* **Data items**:
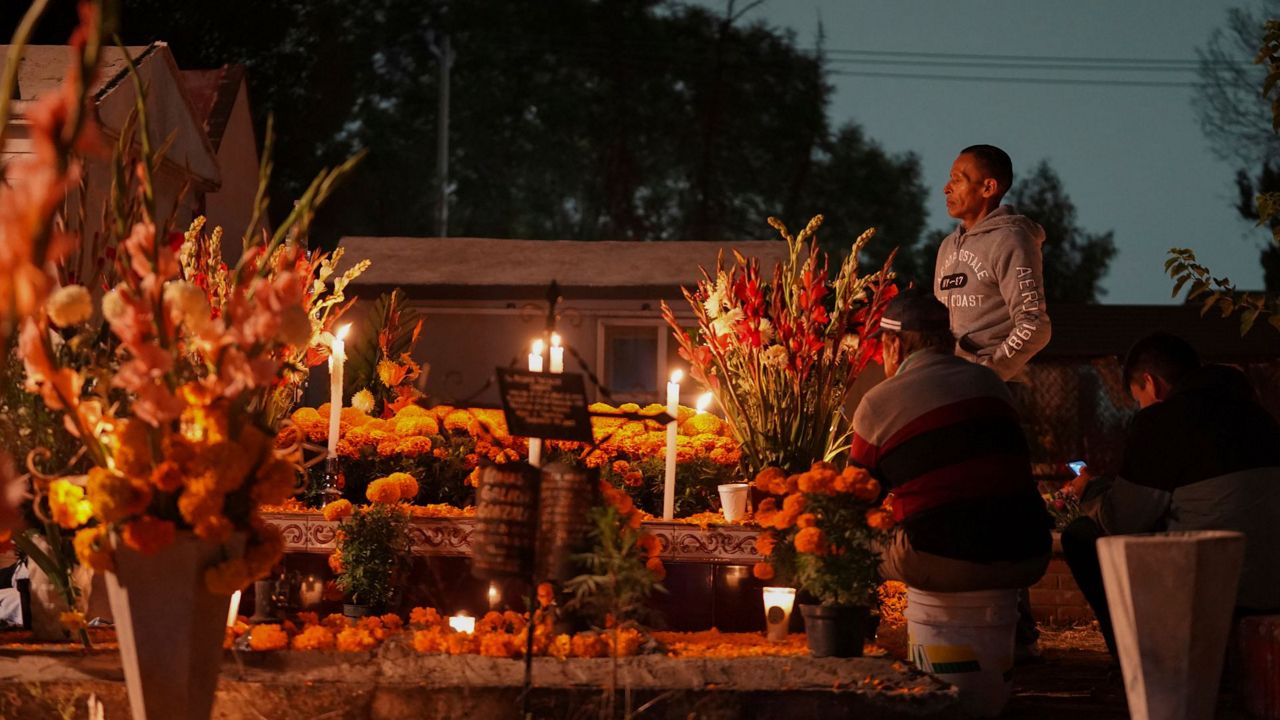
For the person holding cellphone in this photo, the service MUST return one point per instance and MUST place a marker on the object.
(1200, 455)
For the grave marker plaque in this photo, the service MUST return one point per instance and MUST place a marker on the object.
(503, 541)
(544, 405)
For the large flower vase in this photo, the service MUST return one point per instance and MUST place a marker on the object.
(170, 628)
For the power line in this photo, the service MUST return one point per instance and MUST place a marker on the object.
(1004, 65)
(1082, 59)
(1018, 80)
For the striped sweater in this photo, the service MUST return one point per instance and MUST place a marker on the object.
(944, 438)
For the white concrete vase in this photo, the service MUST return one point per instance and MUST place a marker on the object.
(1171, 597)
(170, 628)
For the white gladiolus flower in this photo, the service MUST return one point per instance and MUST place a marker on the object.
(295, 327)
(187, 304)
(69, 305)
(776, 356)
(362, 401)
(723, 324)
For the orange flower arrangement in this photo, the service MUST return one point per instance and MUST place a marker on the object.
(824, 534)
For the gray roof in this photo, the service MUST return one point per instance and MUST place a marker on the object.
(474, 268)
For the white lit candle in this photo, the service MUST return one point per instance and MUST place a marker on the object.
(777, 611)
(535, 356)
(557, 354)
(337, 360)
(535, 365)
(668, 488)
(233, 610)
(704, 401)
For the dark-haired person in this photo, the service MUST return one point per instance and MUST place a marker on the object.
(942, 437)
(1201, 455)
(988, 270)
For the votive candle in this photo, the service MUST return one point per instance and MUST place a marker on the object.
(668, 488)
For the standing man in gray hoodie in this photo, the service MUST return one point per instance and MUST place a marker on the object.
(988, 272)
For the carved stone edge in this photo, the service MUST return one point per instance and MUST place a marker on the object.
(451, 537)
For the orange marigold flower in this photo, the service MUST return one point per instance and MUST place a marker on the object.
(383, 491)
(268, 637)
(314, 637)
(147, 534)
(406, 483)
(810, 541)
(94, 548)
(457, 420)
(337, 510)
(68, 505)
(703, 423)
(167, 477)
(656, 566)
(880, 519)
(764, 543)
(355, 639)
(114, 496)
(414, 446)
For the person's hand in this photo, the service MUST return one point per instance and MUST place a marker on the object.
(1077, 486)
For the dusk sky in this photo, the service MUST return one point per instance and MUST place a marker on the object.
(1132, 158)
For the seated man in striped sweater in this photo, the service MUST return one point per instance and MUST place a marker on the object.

* **TO DO**: Arrange every line of the items above as a numbered list, skipping any blank lines and leaving the pictures out.

* **EXERCISE OUTPUT**:
1. For the person holding cellphone in this photo, the service MUST return one point per instance and MUST place a marker on the object.
2. (1200, 455)
3. For the grave marker plaque in this photo, the service MUST return one point per instance and MUST place a marker on the object.
4. (503, 541)
5. (544, 405)
6. For the large flower vase in this photo, the service MUST return one point per instance and MUST place a marker on the object.
7. (170, 628)
8. For the power line in this photo, the service MUST return one point per instance and MUST place a marker on the object.
9. (1004, 65)
10. (1082, 59)
11. (1018, 80)
12. For the striped sweater in this photo, the service MUST return one point per instance and MUST place a marker on the object.
13. (944, 438)
14. For the white concrete vase in this photo, the service MUST return one point per instance and MUST place a marker on the object.
15. (1171, 597)
16. (170, 628)
17. For the white gladiolus flower in this photo, the service MUST return one point per instance and MUST place a marker on the object.
18. (295, 327)
19. (187, 304)
20. (69, 305)
21. (776, 356)
22. (362, 401)
23. (723, 324)
24. For the orange flower arrangement in this photo, the service MUST return one point per instance and MUST place a marker on the object.
25. (824, 534)
26. For the gray roof in this photo, the service MUST return one point per instance and MUST place a marker on the object.
27. (474, 268)
28. For the white lit candle in this photo, the service MUST return one point per instance and MUST place a marker on the object.
29. (777, 611)
30. (535, 356)
31. (557, 354)
32. (337, 360)
33. (535, 365)
34. (668, 488)
35. (233, 610)
36. (704, 401)
37. For the dark-haired person in this photo, the service MUST return one point per instance and MUST place a marker on the object.
38. (942, 437)
39. (1201, 455)
40. (988, 270)
41. For the votive candle in this photo, the service MUST return one point per instance and MUST place a marker on the object.
42. (668, 488)
43. For the standing man in gray hoodie in this photo, the service MUST return one point per instance and MUST place a marker on the object.
44. (988, 272)
45. For the carved stone edge in this photo, the service MUST return one point per instance and MUST place a marker on the object.
46. (451, 537)
47. For the orange marigold flower in this photo, the service MUST return one point per instance and MUST place a marker on the object.
48. (383, 491)
49. (268, 637)
50. (314, 637)
51. (147, 534)
52. (406, 483)
53. (810, 541)
54. (94, 548)
55. (457, 420)
56. (337, 510)
57. (68, 505)
58. (703, 423)
59. (167, 477)
60. (656, 566)
61. (880, 519)
62. (764, 543)
63. (355, 639)
64. (114, 496)
65. (414, 446)
66. For the person's hand in this photo, the service MUST return one point per instance and MUST place a marker on the object.
67. (1077, 486)
68. For the dusk sky in this photo, the service MUST return one point per instance and MUST place a marker on the object.
69. (1132, 158)
70. For the seated man in striped sweater in this photo, the service MUST return one point per instance and MUST place a marker on the object.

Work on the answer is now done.